**Document passage**
§

Like future IMA classmate Toshio Yoshitake, Iwao was also temperamentally well suited to survive and thrive in this environment of extreme regimentation and frequent hardship, but for different reasons. Where Yoshitake was highly adaptive, good at bending with the breeze and adept at ducking punches, Iwao was more of a Ulysses Grant type – a bullheaded hardcharger who always took his punches squarely on the chin. He banged away one hundred percent at everything he did, whether it was academic work, military training, or the school’s daily P.E. regimen of kendō fencing, judo and gymnastics.
The young cadet’s martial spirit and fighting vigor did not escape the attentions of his instructors, and Iwao was often chosen to give kendō exhibition matches for VIPs visiting the Hiroshima Yōnen campus, such as the delegation of Hitler Youth members and Nazi officials who toured the facilities during the summer of 1939. His greatest honor, however, was when he was tapped for a bout to be held for the ultimate visiting VIP – none other than Emperor Hirohito himself.
“I was very nervous,” Fukagawa-san remembers some sixty-five years later. “But it was quite a thrill when I won. His Majesty watched very carefully, commenting when someone made a good move or parried a blow skillfully. You could tell that he knew something about kendō…That he knew what to look for.”
After an exemplary Yōnen Gakkō career, Iwao matriculated without incident and on schedule in April 1941 to the IMA main campus at Ichigaya, Tokyo[157], where he would pursue a fourteen-month core curriculum academic course before being sent to his appropriate service branch school to finish up his cadet training. Like so many of his classmates, Iwao had his heart set on aviation. These ambitions came crashing to earth, however, when he was diagnosed with high blood pressure at his flight physical and sent to the infantry instead. Although bitterly disappointed, Iwao – true to character – shrugged off the setback and put his efforts into succeeding at being an exemplary infantry cadet, just as he had succeeded in everything else the army had thrown at him so far.

§

**Listed entries**
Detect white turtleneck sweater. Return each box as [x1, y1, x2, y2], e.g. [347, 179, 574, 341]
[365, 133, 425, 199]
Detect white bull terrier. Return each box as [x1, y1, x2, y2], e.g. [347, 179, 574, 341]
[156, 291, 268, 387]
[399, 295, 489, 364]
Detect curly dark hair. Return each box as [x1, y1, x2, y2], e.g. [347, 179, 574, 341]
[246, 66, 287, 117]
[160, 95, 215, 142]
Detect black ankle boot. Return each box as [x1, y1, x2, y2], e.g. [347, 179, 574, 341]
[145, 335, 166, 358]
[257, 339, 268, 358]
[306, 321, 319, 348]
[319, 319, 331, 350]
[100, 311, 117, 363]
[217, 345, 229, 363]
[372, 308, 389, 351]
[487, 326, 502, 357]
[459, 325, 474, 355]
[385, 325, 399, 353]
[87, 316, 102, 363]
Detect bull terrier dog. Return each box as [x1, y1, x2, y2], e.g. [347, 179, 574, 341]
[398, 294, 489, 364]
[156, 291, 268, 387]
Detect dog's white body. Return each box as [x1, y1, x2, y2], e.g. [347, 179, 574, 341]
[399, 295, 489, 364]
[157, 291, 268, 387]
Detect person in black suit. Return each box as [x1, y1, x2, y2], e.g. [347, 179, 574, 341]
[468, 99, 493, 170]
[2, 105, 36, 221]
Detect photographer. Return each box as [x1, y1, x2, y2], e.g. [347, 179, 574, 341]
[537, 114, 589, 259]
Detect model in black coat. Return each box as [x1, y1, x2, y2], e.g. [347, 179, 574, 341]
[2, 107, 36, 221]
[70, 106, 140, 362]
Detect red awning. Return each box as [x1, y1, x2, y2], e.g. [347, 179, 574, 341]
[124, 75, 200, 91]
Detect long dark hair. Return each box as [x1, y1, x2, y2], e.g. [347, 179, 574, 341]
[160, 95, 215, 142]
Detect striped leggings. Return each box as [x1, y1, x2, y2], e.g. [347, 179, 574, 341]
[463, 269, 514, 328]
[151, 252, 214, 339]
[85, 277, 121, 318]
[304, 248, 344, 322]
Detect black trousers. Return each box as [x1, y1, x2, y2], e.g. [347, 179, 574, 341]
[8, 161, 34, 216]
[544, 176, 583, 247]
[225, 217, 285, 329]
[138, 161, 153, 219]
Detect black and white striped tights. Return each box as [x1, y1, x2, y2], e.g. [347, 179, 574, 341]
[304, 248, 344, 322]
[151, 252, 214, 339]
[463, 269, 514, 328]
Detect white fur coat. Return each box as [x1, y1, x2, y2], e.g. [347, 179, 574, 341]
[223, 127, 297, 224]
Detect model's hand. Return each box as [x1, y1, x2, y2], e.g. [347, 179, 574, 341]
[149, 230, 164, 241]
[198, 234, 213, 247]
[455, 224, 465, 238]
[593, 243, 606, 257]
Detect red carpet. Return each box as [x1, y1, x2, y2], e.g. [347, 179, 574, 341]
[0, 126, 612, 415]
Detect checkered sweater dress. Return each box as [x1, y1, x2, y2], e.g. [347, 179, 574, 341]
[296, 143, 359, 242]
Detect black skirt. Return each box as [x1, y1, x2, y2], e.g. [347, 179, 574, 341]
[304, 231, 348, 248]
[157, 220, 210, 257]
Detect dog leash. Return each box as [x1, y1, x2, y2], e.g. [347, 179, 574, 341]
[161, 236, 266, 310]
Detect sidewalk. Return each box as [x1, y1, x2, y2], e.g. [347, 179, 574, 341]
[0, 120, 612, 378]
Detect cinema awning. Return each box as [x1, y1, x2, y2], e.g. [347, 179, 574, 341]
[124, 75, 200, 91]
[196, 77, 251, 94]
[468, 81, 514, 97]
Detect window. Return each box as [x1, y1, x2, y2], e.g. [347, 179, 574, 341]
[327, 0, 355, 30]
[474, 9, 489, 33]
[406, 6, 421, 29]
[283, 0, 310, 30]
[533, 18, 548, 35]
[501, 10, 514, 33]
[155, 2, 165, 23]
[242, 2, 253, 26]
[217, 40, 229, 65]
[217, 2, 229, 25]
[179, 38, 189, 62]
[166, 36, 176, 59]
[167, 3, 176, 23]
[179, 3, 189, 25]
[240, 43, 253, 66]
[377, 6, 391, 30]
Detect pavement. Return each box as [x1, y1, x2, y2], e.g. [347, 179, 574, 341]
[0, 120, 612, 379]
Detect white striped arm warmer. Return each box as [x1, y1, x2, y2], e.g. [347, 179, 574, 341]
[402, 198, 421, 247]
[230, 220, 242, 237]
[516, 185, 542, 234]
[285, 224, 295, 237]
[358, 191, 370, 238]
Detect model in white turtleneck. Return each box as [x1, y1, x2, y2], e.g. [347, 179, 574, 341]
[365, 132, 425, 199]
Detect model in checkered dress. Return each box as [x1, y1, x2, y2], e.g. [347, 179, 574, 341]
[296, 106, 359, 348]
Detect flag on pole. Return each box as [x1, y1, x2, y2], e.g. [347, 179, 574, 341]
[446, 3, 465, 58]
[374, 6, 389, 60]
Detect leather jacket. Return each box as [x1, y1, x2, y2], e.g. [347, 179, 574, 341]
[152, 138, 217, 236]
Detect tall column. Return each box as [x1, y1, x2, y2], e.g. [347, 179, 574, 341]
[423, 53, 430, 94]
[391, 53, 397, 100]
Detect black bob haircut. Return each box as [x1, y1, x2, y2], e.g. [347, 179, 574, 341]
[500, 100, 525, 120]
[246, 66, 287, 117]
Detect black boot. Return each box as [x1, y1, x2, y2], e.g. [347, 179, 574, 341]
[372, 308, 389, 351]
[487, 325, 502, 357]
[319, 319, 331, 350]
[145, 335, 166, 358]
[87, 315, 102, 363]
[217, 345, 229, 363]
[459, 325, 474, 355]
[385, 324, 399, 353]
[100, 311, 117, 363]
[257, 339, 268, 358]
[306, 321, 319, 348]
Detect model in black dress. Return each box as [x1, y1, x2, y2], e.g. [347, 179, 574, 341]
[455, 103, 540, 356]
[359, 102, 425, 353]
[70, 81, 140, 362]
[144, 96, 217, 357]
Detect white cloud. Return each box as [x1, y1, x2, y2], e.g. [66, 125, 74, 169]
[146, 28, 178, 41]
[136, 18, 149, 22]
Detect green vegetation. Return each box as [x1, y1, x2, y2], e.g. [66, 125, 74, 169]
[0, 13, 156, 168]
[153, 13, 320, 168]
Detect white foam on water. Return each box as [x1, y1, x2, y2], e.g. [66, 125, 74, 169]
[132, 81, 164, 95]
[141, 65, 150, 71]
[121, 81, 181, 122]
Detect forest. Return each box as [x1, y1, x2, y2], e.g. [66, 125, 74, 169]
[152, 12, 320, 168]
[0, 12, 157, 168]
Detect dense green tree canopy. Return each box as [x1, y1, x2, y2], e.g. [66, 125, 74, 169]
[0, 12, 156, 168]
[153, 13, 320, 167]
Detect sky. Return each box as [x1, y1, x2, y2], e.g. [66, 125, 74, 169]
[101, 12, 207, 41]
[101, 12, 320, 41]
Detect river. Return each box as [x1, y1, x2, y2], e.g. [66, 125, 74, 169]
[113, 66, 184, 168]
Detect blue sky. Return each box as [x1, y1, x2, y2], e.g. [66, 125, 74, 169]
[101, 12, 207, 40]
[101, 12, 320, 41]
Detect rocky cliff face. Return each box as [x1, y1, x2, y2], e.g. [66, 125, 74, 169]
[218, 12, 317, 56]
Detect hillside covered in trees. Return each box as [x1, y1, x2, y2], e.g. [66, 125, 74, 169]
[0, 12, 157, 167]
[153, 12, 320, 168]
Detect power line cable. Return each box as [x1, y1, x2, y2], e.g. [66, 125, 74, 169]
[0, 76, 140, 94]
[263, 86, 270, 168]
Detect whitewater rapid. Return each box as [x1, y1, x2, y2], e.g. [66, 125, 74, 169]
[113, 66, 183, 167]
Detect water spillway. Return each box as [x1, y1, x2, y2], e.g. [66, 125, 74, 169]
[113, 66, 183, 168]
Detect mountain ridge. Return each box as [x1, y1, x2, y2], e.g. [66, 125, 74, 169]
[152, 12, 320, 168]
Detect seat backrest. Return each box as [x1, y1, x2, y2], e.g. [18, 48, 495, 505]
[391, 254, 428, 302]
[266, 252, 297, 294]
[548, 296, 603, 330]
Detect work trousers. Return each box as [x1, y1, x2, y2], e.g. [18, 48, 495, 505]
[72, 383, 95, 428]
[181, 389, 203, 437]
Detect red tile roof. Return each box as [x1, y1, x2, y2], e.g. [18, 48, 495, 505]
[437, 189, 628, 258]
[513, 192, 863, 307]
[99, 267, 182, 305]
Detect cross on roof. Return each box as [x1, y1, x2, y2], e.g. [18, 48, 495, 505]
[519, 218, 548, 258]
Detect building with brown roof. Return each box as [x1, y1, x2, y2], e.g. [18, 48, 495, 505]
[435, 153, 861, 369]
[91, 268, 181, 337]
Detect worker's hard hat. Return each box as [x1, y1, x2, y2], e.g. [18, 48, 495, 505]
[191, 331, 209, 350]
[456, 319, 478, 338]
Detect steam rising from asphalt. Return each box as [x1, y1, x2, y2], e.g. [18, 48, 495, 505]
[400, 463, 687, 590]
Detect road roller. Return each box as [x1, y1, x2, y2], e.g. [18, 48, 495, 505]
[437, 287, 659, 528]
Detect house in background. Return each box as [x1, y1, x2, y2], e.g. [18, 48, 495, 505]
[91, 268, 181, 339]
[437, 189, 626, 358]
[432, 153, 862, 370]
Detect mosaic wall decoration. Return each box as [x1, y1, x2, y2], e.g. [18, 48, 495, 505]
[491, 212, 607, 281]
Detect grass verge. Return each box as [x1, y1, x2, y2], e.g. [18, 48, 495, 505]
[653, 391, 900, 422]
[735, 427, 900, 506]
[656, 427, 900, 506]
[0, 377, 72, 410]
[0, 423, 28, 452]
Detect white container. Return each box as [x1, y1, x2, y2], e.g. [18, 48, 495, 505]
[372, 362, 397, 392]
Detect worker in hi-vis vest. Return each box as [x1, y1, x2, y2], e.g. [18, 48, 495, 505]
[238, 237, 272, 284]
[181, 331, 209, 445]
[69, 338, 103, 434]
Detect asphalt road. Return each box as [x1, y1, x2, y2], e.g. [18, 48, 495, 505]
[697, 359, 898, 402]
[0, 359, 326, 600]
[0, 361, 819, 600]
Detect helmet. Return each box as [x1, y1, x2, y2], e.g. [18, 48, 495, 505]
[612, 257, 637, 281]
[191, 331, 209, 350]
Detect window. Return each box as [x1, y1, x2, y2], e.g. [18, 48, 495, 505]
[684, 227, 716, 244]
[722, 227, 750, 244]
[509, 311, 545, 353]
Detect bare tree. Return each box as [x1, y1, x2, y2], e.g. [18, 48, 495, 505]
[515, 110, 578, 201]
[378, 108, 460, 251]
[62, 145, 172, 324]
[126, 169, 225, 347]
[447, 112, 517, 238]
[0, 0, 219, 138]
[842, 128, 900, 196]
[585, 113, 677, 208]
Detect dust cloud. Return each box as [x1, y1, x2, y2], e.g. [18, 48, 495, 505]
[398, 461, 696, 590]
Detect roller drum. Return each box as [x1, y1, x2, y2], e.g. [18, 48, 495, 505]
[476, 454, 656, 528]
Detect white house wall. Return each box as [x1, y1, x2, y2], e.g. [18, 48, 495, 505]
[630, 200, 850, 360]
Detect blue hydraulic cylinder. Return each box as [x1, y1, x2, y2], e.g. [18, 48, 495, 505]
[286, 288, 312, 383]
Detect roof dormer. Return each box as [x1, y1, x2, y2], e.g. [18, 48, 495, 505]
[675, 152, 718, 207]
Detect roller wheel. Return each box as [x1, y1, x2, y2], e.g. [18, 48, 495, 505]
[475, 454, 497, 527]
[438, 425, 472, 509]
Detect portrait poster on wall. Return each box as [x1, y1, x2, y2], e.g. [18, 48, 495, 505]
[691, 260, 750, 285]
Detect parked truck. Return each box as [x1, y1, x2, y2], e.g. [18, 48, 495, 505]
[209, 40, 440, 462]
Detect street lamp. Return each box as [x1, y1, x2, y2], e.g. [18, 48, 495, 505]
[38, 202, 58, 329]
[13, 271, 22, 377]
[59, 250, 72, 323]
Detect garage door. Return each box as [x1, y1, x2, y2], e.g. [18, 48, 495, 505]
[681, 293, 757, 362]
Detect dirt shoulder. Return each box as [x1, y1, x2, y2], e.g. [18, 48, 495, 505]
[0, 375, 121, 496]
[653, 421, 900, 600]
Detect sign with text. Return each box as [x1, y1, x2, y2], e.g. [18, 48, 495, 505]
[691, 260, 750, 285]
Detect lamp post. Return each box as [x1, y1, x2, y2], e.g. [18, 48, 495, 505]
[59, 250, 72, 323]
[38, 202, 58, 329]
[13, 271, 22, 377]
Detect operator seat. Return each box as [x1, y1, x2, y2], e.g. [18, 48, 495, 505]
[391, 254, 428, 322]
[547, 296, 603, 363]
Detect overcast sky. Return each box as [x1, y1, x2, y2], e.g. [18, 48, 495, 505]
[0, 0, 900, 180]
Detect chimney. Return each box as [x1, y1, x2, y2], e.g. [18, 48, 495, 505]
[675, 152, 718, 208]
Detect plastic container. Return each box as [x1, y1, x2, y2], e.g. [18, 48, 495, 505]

§

**The task**
Rewrite the passage about Iwao's cadet years from "The young cadet’s" up to and including "Emperor Hirohito himself.", changing "delegation" to "contingent".

**Answer to this problem**
The young cadet’s martial spirit and fighting vigor did not escape the attentions of his instructors, and Iwao was often chosen to give kendō exhibition matches for VIPs visiting the Hiroshima Yōnen campus, such as the contingent of Hitler Youth members and Nazi officials who toured the facilities during the summer of 1939. His greatest honor, however, was when he was tapped for a bout to be held for the ultimate visiting VIP – none other than Emperor Hirohito himself.